**Material:**
## Begin

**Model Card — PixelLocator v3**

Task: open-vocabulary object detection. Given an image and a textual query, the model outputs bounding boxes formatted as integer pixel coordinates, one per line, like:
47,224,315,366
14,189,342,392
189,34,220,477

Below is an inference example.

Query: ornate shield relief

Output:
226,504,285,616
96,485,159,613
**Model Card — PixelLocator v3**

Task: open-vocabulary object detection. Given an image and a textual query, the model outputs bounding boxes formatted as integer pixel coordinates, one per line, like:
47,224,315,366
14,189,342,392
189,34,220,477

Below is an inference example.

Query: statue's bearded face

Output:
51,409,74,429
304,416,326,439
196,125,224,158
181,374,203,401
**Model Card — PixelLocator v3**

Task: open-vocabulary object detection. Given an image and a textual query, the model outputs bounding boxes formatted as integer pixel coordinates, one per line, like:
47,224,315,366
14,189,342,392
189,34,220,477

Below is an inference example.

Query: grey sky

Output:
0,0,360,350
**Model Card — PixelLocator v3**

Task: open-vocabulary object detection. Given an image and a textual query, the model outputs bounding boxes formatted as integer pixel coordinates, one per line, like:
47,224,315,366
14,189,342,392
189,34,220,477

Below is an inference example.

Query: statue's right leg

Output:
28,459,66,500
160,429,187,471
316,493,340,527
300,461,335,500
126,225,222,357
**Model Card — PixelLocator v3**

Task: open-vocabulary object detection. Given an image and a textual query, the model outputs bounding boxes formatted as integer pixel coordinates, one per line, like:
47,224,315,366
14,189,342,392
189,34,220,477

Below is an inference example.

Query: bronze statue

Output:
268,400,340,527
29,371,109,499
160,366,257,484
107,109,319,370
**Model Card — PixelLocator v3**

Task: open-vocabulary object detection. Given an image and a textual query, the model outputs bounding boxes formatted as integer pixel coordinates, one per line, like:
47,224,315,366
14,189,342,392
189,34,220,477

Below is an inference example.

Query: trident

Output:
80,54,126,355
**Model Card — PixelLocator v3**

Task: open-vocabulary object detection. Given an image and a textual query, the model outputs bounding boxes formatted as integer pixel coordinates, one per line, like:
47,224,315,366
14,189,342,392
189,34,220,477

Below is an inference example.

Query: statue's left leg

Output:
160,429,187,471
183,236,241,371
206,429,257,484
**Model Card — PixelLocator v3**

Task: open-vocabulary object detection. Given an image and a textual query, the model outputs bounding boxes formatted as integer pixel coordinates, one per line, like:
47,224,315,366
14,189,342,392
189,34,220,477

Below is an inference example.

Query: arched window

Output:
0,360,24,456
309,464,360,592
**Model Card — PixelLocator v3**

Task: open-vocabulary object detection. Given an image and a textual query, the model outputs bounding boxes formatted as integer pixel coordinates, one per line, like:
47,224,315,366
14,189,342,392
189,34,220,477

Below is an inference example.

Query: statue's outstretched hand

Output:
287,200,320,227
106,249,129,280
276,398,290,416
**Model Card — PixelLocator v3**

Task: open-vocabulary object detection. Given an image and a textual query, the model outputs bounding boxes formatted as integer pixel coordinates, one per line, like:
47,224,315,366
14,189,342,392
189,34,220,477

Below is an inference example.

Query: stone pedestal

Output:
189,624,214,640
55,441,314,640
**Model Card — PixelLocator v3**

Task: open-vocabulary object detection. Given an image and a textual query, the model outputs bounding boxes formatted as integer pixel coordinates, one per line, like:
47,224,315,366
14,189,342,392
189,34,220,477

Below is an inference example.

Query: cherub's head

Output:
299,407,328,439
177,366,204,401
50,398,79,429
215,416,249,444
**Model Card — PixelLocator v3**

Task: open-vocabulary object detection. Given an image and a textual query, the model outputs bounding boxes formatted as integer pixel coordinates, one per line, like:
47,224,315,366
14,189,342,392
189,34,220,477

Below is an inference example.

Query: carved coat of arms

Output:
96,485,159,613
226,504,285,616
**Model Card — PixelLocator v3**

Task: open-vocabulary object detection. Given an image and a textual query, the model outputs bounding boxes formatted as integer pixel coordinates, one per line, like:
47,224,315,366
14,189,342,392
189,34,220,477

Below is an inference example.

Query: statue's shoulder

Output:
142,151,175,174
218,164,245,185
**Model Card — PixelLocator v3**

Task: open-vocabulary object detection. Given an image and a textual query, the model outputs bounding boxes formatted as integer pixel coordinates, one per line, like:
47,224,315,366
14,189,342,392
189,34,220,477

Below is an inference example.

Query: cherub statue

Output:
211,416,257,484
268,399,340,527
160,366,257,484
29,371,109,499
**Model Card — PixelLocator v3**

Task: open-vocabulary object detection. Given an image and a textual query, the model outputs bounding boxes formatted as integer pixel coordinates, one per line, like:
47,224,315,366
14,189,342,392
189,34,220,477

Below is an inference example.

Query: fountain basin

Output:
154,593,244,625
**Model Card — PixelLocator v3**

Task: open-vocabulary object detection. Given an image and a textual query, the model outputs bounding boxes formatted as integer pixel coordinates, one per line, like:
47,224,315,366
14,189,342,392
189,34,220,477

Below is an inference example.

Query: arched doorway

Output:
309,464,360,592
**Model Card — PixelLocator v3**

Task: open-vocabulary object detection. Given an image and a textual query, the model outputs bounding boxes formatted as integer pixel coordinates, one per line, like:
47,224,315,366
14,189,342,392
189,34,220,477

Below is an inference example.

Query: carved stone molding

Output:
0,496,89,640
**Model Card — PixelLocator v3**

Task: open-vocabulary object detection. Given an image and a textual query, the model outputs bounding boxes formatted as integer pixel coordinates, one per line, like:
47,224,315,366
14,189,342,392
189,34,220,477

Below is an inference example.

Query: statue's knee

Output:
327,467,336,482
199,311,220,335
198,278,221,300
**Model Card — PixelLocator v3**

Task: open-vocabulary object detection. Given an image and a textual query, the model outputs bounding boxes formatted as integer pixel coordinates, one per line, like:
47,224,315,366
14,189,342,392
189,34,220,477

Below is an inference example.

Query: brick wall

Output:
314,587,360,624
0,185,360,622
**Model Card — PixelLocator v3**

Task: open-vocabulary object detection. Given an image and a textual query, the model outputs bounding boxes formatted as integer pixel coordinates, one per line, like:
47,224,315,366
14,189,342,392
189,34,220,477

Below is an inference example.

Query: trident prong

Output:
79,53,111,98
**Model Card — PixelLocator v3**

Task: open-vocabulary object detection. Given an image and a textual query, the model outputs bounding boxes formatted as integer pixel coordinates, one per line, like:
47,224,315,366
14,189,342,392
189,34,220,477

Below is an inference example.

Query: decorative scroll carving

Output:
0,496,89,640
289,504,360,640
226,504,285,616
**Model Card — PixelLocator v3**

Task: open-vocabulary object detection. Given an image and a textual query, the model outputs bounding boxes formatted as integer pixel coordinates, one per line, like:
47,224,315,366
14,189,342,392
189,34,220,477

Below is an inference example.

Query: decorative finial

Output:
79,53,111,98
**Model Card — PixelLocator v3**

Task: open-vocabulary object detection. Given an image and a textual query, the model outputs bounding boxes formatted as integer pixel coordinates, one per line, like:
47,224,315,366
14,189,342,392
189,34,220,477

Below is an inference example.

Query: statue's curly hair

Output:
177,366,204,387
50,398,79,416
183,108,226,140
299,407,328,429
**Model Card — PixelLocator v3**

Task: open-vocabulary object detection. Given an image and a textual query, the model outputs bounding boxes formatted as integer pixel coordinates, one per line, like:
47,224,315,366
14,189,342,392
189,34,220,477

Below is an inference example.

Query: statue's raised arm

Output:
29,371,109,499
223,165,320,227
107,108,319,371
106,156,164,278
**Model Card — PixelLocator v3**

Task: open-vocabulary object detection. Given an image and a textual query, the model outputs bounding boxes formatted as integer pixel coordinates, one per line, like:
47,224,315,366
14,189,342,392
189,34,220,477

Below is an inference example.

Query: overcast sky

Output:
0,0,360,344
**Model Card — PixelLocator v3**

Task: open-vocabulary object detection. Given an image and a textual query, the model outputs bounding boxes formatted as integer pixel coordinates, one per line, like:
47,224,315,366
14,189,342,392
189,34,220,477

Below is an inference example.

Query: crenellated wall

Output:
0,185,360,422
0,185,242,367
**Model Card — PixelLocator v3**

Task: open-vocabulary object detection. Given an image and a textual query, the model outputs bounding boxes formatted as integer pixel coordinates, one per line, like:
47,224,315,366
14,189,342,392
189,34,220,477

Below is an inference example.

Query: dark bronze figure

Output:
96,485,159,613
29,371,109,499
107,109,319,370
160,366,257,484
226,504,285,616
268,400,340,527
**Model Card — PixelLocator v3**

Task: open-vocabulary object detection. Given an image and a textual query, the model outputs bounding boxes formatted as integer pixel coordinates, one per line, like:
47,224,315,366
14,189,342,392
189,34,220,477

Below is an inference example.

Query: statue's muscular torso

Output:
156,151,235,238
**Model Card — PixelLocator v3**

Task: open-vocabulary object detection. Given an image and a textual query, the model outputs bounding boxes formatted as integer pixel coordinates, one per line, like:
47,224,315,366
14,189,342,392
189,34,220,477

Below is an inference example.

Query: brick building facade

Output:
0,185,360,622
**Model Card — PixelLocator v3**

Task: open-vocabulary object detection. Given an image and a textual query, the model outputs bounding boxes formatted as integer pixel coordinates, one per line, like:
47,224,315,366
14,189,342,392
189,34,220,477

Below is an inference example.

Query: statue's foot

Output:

## End

**Work to complete:**
Rewrite the listing above, from its opening line through the line containing "126,225,222,357" (both ends included). Increase each bounding box coordinate under "Output:" by 67, and leave every other line unchanged.

**Written answer:**
**Model Card — PixelLocator v3**

Task: open-vocabulary object detection. Given an image and a textual query, the model outputs bounding boxes formatted as integer pixel coordinates, one per line, like:
47,224,315,366
14,189,342,392
189,34,220,477

Below is an inference example.

Query: ornate shield relief

Output:
293,571,352,683
163,552,226,680
**Model Card — PixelLocator v3**

Task: open-vocabulary object detection. Given an image and a textual query, the model outputs bounding boxes formatted as integer pixel coordinates, one per line, like:
47,224,315,366
14,189,342,392
189,34,220,477

Below is an inference example.

Query: statue's bearded face

Output:
118,476,141,496
371,483,393,506
263,192,291,225
248,441,270,468
**Model Card — PixelLocator v3**

Task: open-vocabulary object detection. Given an image and a textual query, the model outputs bounding boxes formatted as integer pixel coordinates, one per line, like:
47,224,315,366
14,189,342,392
189,34,220,477

Below is an inference example.

Query: grey sky

Output:
67,67,427,417
**Model Card — PixelLocator v3**

Task: open-vocabulary object detection. Given an image and a textual query, the model outputs bounding boxes formatted as integer pixel coordinates, one per line, like:
47,224,315,366
14,189,342,392
189,34,220,477

Below is an inference example.

Query: statue's right leg

Output:
95,526,133,567
227,496,254,538
383,560,407,594
367,528,402,567
193,292,289,424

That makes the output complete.